> DOCUMENT PASSAGE:
START
Go to ICML 2025 Conference homepageGCAL: Adapting Graph Models to Evolving Domain Shifts
Abstract: This paper addresses the challenge of graph domain adaptation on evolving, multiple out-of-distribution (OOD) graphs.
Conventional graph domain adaptation methods are confined to single-step adaptation, making them ineffective in handling continuous domain shifts and prone to catastrophic forgetting. This paper introduces the Graph Continual Adaptive Learning (GCAL) method, designed to enhance model sustainability and adaptability across various graph domains. GCAL employs a bilevel optimization strategy. The "adapt" phase uses an information maximization approach to fine-tune the model with new graph domains while re-adapting past memories to mitigate forgetting. Concurrently, the "generate memory" phase, guided by a theoretical lower bound derived from information bottleneck theory, involves a variational memory graph generation module to condense original graphs into memories. Extensive experimental evaluations demonstrate that GCAL substantially outperforms existing methods in terms of adaptability and knowledge retention.
END
> DATASET CONTENT:
START
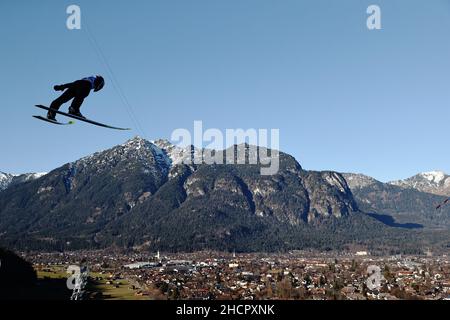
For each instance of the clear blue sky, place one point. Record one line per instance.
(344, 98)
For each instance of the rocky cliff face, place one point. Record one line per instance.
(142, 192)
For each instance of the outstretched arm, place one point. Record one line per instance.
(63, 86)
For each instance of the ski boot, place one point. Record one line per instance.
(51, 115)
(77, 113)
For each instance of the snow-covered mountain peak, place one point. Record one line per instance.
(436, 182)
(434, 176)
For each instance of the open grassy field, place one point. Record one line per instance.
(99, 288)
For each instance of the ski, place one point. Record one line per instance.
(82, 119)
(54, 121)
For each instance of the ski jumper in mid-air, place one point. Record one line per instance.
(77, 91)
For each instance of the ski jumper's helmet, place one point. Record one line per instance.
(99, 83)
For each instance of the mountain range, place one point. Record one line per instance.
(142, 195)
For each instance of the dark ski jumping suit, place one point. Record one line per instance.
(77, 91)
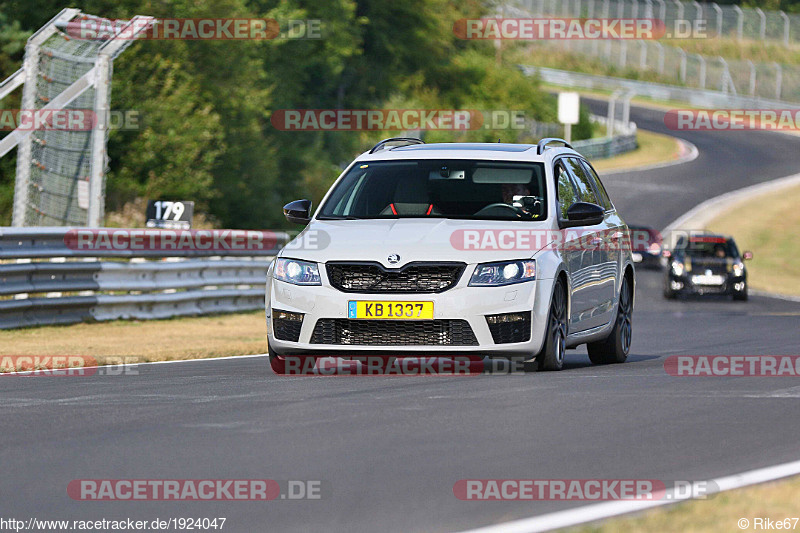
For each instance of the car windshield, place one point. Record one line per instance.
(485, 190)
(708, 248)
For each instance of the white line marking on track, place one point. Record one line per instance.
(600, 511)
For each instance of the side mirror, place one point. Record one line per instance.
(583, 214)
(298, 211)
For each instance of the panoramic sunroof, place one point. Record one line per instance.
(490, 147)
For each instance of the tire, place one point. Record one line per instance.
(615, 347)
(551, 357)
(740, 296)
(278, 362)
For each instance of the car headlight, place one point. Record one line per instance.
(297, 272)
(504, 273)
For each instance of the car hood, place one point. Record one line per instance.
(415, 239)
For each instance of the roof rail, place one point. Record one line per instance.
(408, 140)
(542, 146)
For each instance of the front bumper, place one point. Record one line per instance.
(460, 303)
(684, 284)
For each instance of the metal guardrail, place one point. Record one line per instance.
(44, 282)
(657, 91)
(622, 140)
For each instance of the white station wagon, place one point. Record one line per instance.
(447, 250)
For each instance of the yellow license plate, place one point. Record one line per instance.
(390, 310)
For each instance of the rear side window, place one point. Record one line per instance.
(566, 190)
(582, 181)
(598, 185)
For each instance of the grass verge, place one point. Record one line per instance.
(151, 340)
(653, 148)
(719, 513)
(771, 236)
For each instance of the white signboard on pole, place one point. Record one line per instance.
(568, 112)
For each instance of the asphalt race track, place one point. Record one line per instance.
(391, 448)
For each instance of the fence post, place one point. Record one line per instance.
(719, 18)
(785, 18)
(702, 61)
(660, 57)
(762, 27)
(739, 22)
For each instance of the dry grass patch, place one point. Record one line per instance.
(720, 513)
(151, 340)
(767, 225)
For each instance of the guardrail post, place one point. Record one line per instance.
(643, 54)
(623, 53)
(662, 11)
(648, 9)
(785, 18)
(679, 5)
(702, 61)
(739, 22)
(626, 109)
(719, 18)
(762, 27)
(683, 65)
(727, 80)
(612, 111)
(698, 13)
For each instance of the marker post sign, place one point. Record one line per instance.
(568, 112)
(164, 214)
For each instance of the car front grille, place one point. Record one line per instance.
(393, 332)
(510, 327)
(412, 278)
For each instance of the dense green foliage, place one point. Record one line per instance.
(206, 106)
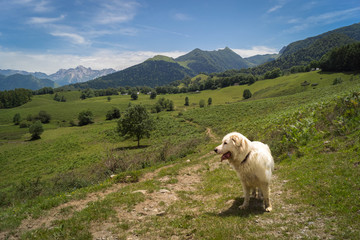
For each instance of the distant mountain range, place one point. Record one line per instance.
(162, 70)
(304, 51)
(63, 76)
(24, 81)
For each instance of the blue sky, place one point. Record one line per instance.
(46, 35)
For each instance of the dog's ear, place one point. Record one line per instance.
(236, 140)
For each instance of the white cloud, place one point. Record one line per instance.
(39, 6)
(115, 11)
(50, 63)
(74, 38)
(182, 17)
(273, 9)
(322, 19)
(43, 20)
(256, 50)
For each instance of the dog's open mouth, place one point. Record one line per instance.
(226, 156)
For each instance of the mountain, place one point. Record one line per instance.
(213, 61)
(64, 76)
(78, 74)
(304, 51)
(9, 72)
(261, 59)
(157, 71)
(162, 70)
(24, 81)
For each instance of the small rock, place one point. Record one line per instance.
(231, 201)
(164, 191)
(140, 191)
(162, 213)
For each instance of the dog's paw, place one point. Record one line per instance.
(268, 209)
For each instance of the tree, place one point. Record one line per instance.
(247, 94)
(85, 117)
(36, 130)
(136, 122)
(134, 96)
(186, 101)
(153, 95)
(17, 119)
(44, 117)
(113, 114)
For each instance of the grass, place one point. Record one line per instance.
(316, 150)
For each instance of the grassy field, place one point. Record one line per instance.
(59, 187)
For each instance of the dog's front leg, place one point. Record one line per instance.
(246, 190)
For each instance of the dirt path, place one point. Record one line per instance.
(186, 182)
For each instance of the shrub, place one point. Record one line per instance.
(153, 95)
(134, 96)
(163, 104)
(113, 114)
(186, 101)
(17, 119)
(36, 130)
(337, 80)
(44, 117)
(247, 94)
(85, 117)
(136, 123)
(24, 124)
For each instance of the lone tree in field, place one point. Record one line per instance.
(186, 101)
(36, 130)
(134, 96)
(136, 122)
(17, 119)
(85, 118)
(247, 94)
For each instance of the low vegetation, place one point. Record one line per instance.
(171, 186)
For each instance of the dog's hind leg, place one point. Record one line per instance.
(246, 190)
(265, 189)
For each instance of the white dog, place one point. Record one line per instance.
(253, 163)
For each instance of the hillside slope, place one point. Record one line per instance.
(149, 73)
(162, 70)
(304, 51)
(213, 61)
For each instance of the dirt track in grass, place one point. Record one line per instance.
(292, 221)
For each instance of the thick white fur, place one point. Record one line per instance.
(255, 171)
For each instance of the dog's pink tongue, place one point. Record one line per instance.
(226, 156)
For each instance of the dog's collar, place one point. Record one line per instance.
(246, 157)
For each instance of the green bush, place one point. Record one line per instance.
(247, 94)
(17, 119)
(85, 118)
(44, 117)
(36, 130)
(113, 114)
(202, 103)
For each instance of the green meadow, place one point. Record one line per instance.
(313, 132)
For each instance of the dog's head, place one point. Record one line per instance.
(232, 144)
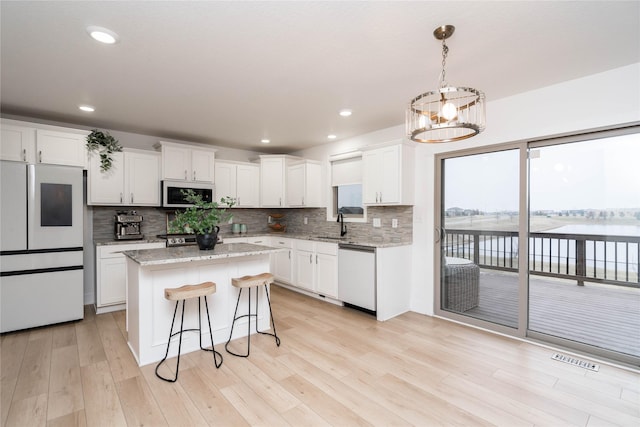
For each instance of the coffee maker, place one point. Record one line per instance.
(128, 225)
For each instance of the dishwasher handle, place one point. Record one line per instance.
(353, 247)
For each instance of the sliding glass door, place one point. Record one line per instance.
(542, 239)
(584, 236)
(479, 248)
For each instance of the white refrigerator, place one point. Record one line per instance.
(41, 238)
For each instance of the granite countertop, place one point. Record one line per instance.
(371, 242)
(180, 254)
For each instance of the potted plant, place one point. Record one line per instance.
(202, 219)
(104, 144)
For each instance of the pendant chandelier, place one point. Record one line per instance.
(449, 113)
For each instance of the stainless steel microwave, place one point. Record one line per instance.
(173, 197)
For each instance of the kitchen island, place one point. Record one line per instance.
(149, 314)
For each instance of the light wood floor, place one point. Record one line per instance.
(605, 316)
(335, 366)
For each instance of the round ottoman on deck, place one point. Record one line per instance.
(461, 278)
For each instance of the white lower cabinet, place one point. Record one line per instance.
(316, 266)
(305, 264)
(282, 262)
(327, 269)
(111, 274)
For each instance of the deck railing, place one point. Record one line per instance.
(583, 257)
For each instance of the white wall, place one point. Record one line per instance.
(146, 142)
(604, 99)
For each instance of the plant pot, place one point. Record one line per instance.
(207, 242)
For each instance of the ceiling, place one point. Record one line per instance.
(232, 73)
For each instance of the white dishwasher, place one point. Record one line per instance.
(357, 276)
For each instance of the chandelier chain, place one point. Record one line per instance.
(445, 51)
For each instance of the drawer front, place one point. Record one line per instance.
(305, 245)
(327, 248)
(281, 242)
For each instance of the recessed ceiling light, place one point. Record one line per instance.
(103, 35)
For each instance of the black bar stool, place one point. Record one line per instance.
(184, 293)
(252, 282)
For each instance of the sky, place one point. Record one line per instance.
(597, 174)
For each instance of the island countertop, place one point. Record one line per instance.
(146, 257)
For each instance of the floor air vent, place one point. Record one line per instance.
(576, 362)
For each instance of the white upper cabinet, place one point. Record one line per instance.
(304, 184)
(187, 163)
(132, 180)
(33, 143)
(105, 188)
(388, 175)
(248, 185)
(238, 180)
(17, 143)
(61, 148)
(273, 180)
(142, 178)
END
> EXERCISE INSTRUCTIONS:
(A) From the GCAL abstract, list every shortcoming it attributes to conventional graph domain adaptation methods.
(B) How many lines of the listing contain the string "mountain"? Case counts. Give only the number.

> ANSWERS FOR THE EXERCISE:
(A)
- They are confined to single-step adaptation.
- They are ineffective in handling continuous domain shifts.
- They are prone to catastrophic forgetting.

(B) 4